# REQUIRED TASK
Return the material below unchanged, keeping every line in its original order.

# SOURCE MATERIAL
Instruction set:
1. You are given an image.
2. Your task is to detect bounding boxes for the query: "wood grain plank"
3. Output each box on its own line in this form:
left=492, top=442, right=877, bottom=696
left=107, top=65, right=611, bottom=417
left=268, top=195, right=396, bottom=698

# RIGHT ANSWER
Instruction set:
1. You are given an image.
2. Your task is to detect bounding boxes for the query: "wood grain plank"
3. Output each box on its own line in this form:
left=492, top=442, right=877, bottom=696
left=107, top=65, right=611, bottom=417
left=268, top=195, right=396, bottom=698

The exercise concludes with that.